▸ Task brief: Please reproduce the rows below, word for word, starting at the line containing "of the gravel" and ending at the final line of the rows.

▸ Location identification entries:

▼▼▼

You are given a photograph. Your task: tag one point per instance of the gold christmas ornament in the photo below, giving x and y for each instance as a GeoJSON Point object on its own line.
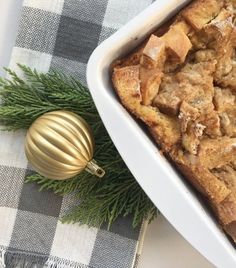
{"type": "Point", "coordinates": [60, 145]}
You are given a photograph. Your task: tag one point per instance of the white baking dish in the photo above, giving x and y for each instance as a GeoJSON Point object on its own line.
{"type": "Point", "coordinates": [166, 188]}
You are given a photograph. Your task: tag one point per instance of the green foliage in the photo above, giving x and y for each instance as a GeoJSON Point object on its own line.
{"type": "Point", "coordinates": [100, 200]}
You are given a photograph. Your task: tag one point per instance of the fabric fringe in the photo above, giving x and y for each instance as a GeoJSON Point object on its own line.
{"type": "Point", "coordinates": [54, 262]}
{"type": "Point", "coordinates": [10, 258]}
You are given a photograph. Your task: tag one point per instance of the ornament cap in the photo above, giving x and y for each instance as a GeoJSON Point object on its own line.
{"type": "Point", "coordinates": [94, 169]}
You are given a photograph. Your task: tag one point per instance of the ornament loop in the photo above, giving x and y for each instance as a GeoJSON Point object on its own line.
{"type": "Point", "coordinates": [94, 169]}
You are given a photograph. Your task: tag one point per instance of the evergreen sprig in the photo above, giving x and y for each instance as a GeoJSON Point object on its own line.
{"type": "Point", "coordinates": [100, 200]}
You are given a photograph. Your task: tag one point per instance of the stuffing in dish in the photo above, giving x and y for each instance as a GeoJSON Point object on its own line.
{"type": "Point", "coordinates": [182, 84]}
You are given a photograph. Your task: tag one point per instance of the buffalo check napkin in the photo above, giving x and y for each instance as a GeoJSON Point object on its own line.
{"type": "Point", "coordinates": [59, 34]}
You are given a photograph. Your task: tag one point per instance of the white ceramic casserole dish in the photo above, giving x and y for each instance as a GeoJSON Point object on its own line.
{"type": "Point", "coordinates": [158, 178]}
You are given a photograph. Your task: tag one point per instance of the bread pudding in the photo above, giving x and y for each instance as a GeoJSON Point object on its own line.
{"type": "Point", "coordinates": [181, 82]}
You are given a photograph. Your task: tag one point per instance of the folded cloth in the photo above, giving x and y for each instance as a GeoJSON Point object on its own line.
{"type": "Point", "coordinates": [58, 34]}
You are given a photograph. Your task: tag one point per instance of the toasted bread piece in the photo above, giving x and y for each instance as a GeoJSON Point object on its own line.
{"type": "Point", "coordinates": [130, 60]}
{"type": "Point", "coordinates": [200, 12]}
{"type": "Point", "coordinates": [193, 83]}
{"type": "Point", "coordinates": [127, 85]}
{"type": "Point", "coordinates": [152, 62]}
{"type": "Point", "coordinates": [193, 115]}
{"type": "Point", "coordinates": [177, 43]}
{"type": "Point", "coordinates": [150, 83]}
{"type": "Point", "coordinates": [153, 55]}
{"type": "Point", "coordinates": [215, 153]}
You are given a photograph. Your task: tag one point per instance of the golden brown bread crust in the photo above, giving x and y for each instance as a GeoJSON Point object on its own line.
{"type": "Point", "coordinates": [182, 84]}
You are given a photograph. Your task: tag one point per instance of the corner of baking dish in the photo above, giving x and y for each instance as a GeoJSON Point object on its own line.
{"type": "Point", "coordinates": [157, 177]}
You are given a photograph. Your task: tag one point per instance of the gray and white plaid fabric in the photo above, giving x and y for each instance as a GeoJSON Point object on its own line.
{"type": "Point", "coordinates": [59, 34]}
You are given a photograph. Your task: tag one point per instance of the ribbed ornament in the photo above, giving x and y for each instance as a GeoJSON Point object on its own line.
{"type": "Point", "coordinates": [60, 145]}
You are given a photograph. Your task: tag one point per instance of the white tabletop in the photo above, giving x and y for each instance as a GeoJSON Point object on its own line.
{"type": "Point", "coordinates": [163, 246]}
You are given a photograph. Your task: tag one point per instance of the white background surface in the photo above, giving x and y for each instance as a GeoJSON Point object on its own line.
{"type": "Point", "coordinates": [163, 246]}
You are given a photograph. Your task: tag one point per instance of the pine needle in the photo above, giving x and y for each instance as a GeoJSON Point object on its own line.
{"type": "Point", "coordinates": [100, 200]}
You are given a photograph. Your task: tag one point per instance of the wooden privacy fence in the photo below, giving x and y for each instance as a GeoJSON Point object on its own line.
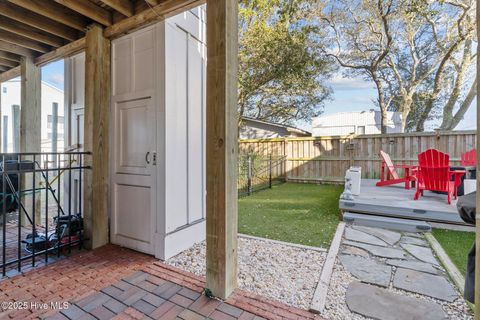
{"type": "Point", "coordinates": [325, 159]}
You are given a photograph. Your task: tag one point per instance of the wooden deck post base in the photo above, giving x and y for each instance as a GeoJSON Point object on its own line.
{"type": "Point", "coordinates": [222, 146]}
{"type": "Point", "coordinates": [97, 107]}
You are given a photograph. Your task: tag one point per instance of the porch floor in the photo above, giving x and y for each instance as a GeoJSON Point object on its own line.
{"type": "Point", "coordinates": [113, 282]}
{"type": "Point", "coordinates": [396, 201]}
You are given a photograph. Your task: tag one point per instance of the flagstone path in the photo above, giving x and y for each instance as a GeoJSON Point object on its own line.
{"type": "Point", "coordinates": [388, 275]}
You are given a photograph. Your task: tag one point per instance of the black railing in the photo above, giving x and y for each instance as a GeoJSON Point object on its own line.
{"type": "Point", "coordinates": [41, 207]}
{"type": "Point", "coordinates": [257, 173]}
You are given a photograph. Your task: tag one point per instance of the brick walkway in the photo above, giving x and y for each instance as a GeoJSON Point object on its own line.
{"type": "Point", "coordinates": [116, 283]}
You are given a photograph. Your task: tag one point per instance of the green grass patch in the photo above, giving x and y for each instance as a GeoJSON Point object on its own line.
{"type": "Point", "coordinates": [456, 244]}
{"type": "Point", "coordinates": [306, 214]}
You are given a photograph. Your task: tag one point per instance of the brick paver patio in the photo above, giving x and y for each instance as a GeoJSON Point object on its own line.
{"type": "Point", "coordinates": [116, 283]}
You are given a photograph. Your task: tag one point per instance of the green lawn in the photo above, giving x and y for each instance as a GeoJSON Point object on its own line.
{"type": "Point", "coordinates": [456, 244]}
{"type": "Point", "coordinates": [299, 213]}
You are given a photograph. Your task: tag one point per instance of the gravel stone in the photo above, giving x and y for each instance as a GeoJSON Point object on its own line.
{"type": "Point", "coordinates": [281, 272]}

▲▲▲

▸ Complete answer:
You are given a photograph. Your task: tag one point per instance of the gravel stone in the photo above, giving x and y for each instance as a GeoJSON Point object on its own line.
{"type": "Point", "coordinates": [281, 272]}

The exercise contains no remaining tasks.